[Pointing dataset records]
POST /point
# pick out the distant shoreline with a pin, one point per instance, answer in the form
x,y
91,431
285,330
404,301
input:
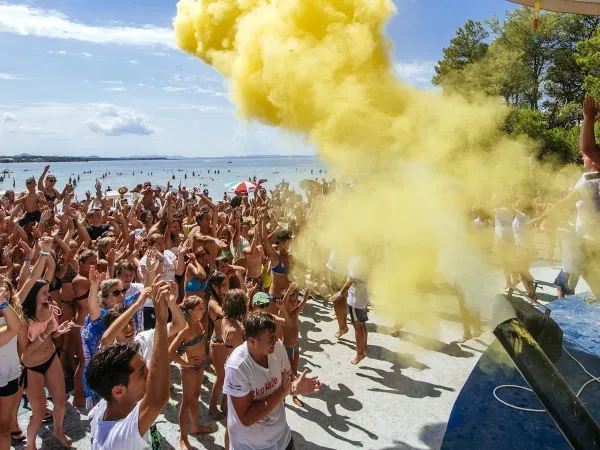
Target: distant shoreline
x,y
55,159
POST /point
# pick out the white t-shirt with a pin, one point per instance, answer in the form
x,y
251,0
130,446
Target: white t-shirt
x,y
244,375
9,368
588,210
168,267
121,434
503,223
358,294
336,264
523,236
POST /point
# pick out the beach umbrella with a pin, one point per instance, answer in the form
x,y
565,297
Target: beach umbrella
x,y
242,186
309,185
588,7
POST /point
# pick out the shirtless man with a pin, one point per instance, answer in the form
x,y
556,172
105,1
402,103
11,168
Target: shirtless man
x,y
148,197
254,256
32,203
291,329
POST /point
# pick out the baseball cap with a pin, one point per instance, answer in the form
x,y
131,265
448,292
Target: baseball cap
x,y
260,299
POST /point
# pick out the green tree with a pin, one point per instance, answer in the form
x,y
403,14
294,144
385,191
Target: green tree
x,y
467,47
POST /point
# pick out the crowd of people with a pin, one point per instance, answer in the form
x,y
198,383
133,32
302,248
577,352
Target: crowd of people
x,y
110,294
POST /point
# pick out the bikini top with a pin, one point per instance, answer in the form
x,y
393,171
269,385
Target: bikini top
x,y
280,269
195,285
191,343
70,275
36,329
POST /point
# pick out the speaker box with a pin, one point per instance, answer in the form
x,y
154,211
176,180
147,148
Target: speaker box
x,y
542,327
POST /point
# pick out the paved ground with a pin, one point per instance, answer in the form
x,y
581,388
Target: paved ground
x,y
400,397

> **PROMPT**
Using the records above, retype everything exactly except the pictures.

> **REPLY TO THE EXERCISE**
POST /point
# pick out the distant shoreline with a pin, one point per instance, answer in the form
x,y
91,431
285,330
404,301
input:
Target: distant shoreline
x,y
55,159
POST /point
# pick out the white t-shirt with a pin, one point per instance, answer in the form
x,y
251,0
130,446
Target: white t-shirt
x,y
244,375
9,368
588,210
168,267
121,434
503,223
358,294
336,264
523,236
POST /point
# pick out the beach umbrella with a pin, one point per instance, answer in the form
x,y
565,297
Target: beach umbrella
x,y
242,186
309,185
588,7
POST /point
# pick out the shirtless man with a pin, one point per instance, answer in the form
x,y
556,172
105,1
402,103
11,168
Target: shirtless man
x,y
148,197
254,256
32,203
291,329
POST /point
# pick out the baseball cap with a pin, one point per instance, answer in the form
x,y
131,265
448,292
Target: baseball cap
x,y
260,299
POST /point
# pick out the green tree with a pin, one point per instance, answer in the form
x,y
403,14
294,144
385,191
Target: green tree
x,y
467,47
POST /point
# pick out the crowd of people with a pin, one point per instance, answer in the form
x,y
198,383
133,32
302,248
577,352
Target: crowd of people
x,y
110,294
POST /point
# pick out the bikini top with a pin, one point per instance, answer in the form
x,y
393,171
269,385
Target: bikini top
x,y
280,269
195,285
191,343
70,275
36,329
POST /point
# pick out the speaker box with a pin, one point per instance, answer in the form
x,y
154,211
176,180
147,148
Target: speaker box
x,y
542,327
POST /point
# pick out the paved ground with a pin, one point per instance, answer in the form
x,y
581,388
Target: paved ground
x,y
400,397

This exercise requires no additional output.